*Point-per-instance localization data:*
━━━
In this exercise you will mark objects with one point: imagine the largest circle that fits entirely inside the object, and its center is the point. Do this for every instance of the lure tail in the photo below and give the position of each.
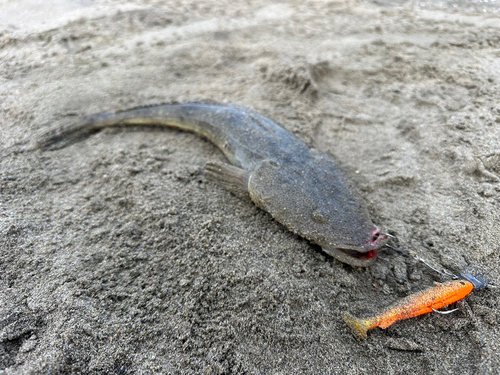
(358, 326)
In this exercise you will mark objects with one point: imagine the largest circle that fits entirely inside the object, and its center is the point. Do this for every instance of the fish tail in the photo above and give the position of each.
(358, 326)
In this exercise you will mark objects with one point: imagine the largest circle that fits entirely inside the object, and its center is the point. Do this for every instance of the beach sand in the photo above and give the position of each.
(118, 256)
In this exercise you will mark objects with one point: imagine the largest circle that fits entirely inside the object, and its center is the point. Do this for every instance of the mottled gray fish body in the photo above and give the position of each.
(301, 188)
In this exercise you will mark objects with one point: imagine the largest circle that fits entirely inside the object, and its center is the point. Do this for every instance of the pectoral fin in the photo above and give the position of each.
(231, 178)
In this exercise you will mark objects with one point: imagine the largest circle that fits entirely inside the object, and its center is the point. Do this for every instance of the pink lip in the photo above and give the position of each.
(377, 238)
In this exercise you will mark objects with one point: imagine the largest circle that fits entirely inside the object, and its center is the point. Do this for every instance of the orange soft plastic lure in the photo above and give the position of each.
(416, 304)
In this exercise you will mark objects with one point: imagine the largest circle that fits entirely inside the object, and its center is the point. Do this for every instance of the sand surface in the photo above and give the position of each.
(118, 256)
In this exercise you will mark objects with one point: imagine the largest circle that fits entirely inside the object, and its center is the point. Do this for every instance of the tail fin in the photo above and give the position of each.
(358, 326)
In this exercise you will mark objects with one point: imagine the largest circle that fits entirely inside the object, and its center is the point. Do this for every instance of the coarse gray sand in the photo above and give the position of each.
(117, 255)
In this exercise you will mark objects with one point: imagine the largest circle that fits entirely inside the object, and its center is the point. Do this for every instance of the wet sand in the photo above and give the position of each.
(118, 256)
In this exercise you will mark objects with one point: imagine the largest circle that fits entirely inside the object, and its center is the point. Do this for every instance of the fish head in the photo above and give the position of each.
(314, 199)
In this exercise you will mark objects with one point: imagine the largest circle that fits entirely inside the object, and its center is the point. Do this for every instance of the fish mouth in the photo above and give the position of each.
(353, 257)
(360, 258)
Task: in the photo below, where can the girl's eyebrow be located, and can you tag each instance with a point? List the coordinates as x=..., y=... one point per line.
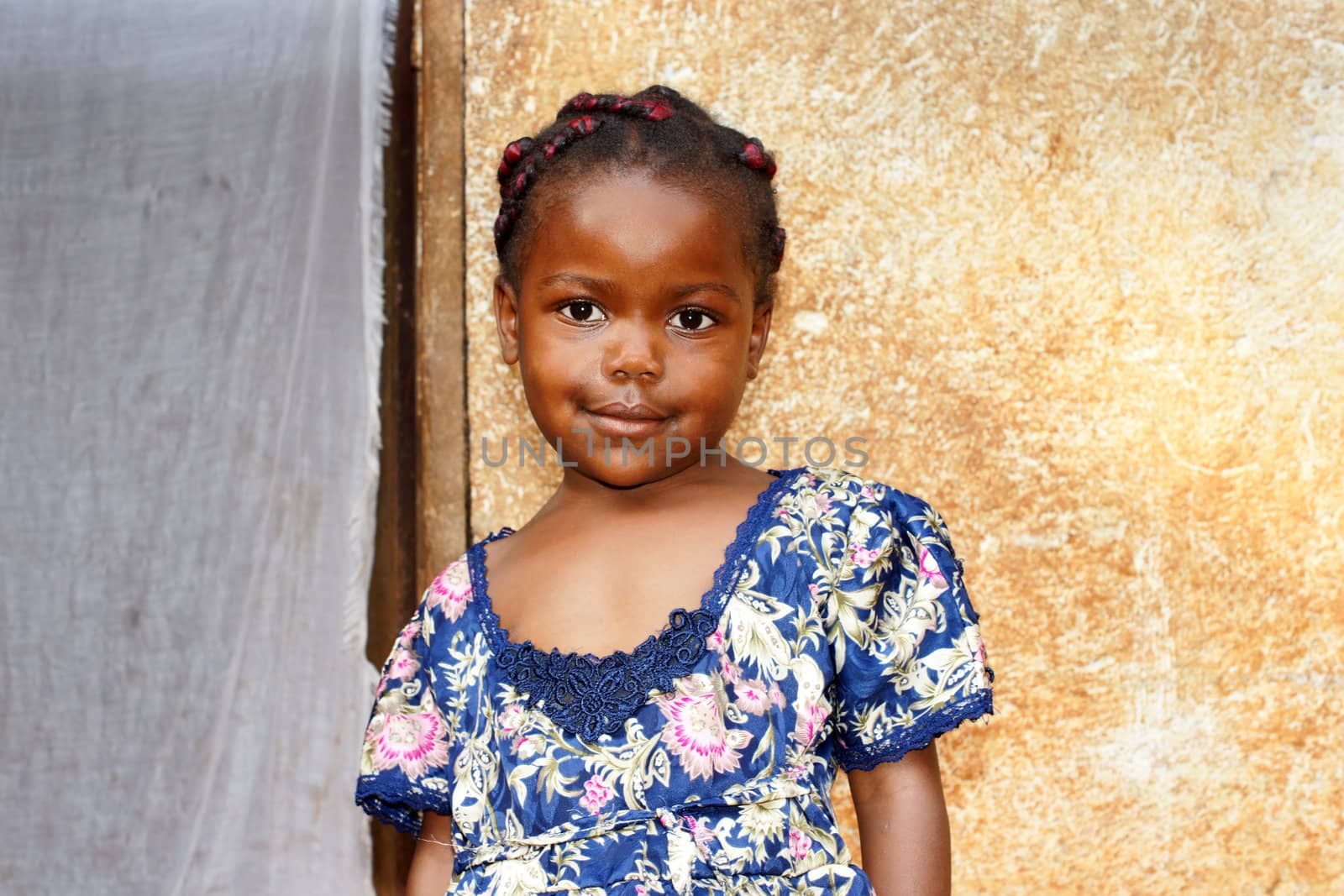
━━━
*Activity:*
Your reply must match the data above line for line, except that it holds no pictures.

*Answer to this task:*
In this exercise you will mark objects with one point: imagine the largest circle that fits entirely inside the object, and its center is the point. Do this for every instance of the lure tail in the photo below and give the position of each.
(358, 326)
In this exercise you will mark objects with one point: imagine the largest circle that fits entirely inside the object, and its center is the point. Do this for every instance of the fish tail in the photo above and give the position of each.
(358, 326)
In this exercise you will mark objects with one point: imagine the largest circle that fits entirely inside the object, and its center is the point. Do this for every instance of the beach sand in the photo above and give the position of each.
(118, 256)
In this exercise you will mark objects with one point: imagine the largest circle that fits entirely inside the object, and its center is the point. Do this for every instance of the mottled gray fish body in the photo above and give the position of each.
(301, 188)
In this exercise you will mark objects with one point: imagine the largest circle that fits entirely inside the object, and its center is the point. Do this for every instance of the pectoral fin in the photo above and give the position of each.
(231, 178)
In this exercise you will mark objects with one point: imagine the largest circle that fits entirely inside the object, and its center is the point. Do this for every instance of the pink lip in the photo above and give the position of each.
(377, 238)
In this exercise you will mark objects with one point: imagine the largest circle that fits entirely inside the object, and its center is the point. Do this for every instance of the orange soft plastic lure in the photo above and give the position of each.
(416, 304)
In this exercise you will mark objects with one point: imagine the largest circle that fits entirely inside the object, and its center is the point. Do this for every instance of the sand surface in the photo above and give the position of each.
(118, 256)
In this exercise you will mark objects with one point: imagine the largest circle that fits entirely inside the object, and its center is the point. Do this for every instance of the tail fin in the photo above and give the position of each.
(358, 326)
In this exercise you will mark objects with one point: imagine the largest circle that fits entirely inside the object, and its center is the point. Do this for every instance of the coarse gray sand in the photo above and give the position of each.
(117, 255)
In this exercise you will mark objects with one point: imagine the largest circle that fits entirely inside the object, and its center is the point. Do this for every instance of the wet sand in the photo above and give the position of each.
(118, 256)
In this exercise you will mark objects with one point: imagine the largest circle that fits entirely inside the object, and its center is the point. Do this for every instance of the fish head in the photo above and give the position of each.
(314, 199)
In this exercise you will mark objects with one point: imagine the largest circle that fits entirely inside the object, and its center is the point. Do this for every instance of the fish mouth in the photo above and give the position of each.
(353, 257)
(360, 258)
Task: in the photo below, where can the girl's eyebrow be located, and can you tag each instance with a point? List the coordinates as x=..., y=... one point per line.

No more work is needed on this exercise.